• Task instructions
A verbatim reprint of the records below is what this exercise asks for.

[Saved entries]
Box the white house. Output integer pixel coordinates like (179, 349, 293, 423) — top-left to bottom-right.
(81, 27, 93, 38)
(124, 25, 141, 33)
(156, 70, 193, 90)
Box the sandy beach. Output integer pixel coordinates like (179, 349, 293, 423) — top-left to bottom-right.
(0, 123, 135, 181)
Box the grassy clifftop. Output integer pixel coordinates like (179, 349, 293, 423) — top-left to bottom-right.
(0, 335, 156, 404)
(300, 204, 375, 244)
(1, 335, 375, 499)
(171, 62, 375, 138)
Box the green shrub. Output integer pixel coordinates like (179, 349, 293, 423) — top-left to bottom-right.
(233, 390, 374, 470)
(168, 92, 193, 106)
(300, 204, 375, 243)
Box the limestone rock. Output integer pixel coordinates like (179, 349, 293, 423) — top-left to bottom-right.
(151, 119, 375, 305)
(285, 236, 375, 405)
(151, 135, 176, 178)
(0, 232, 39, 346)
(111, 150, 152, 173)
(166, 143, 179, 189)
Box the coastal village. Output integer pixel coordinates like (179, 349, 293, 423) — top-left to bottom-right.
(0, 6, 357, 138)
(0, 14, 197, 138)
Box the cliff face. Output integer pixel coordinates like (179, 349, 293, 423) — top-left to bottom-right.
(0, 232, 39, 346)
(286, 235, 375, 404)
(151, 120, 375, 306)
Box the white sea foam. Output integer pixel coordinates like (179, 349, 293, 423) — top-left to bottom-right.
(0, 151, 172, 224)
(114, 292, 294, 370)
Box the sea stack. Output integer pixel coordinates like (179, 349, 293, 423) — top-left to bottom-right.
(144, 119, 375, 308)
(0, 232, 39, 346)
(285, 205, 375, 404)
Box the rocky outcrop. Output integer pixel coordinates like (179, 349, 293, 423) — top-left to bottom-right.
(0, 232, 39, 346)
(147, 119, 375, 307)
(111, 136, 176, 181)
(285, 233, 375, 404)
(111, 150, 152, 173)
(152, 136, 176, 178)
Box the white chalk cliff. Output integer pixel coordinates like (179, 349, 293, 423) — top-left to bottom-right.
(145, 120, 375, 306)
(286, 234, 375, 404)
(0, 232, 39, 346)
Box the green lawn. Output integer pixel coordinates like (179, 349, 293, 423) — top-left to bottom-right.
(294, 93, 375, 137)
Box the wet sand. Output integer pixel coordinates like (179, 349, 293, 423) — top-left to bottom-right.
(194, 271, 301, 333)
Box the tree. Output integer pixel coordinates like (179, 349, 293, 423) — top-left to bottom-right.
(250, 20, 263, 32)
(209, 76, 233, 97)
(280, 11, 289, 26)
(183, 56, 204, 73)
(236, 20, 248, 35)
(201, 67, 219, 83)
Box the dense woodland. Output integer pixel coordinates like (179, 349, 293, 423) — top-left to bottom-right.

• Task output
Box the white house. Output integer pixel coordinates like (179, 349, 293, 423) — top-left to bottom-right.
(81, 27, 93, 38)
(124, 25, 141, 33)
(156, 70, 193, 90)
Box the sandy beach. Output integer pixel coordinates like (179, 349, 293, 423) — top-left to bottom-right.
(0, 123, 135, 181)
Box the grassy clifftop. Output integer pixel coordinates like (179, 349, 293, 423) — top-left to bottom-right.
(0, 335, 156, 404)
(300, 204, 375, 244)
(1, 335, 375, 499)
(171, 62, 375, 138)
Box the green shrub. Output integer pixel coordinates like (179, 349, 293, 423) — top-left to bottom-right.
(233, 390, 374, 470)
(168, 92, 193, 106)
(300, 204, 375, 243)
Box the limestone rock. Output integer pixel coordinates like (179, 349, 293, 423) — top-left to bottom-right.
(151, 119, 375, 305)
(285, 236, 375, 405)
(151, 135, 176, 178)
(0, 232, 39, 346)
(111, 150, 152, 173)
(166, 143, 179, 189)
Box the coastal village. Output integer pixel coordinates like (179, 349, 293, 423) — top-left to bottom-right.
(0, 6, 357, 138)
(0, 14, 197, 138)
Box the cliff face. Output integer pixel coordinates like (179, 349, 293, 423) — top-left to bottom-right.
(0, 232, 39, 346)
(286, 235, 375, 404)
(151, 120, 375, 306)
Box the white sea foam. Output integer pixel coordinates like (179, 349, 293, 423) — top-left to bottom-right.
(0, 151, 172, 224)
(114, 292, 294, 370)
Box the sea stack. Output integer pixel coordinates like (179, 349, 293, 423) — top-left to bottom-right.
(144, 119, 375, 308)
(0, 232, 39, 346)
(285, 205, 375, 404)
Box the rocky outcrop. Output integer pixel coordinates like (179, 349, 293, 423) — top-left to bottom-right.
(0, 232, 39, 346)
(147, 119, 375, 307)
(111, 136, 176, 181)
(285, 233, 375, 404)
(111, 150, 152, 173)
(152, 136, 176, 178)
Box the white chalk cliff. Output integer pixel coordinates like (179, 349, 293, 423) — top-left to bottom-right.
(145, 120, 375, 306)
(286, 234, 375, 404)
(0, 232, 39, 346)
Box the green lawn. Output integer pixel coordinates like (179, 349, 293, 423) — top-left to bottom-right.
(294, 93, 375, 137)
Box the wet sand. Output integer pixel coordinates like (179, 349, 293, 423) — top-left to bottom-right.
(194, 271, 301, 333)
Box the tree. Output integer pixel coordinates like (179, 349, 293, 423) — top-left to bottom-right.
(250, 20, 263, 32)
(209, 76, 233, 97)
(280, 11, 289, 26)
(183, 56, 204, 73)
(236, 20, 248, 35)
(201, 67, 219, 83)
Box the dense woodland. Output integer pixel coordinates like (179, 349, 293, 423) — top-left to bottom-right.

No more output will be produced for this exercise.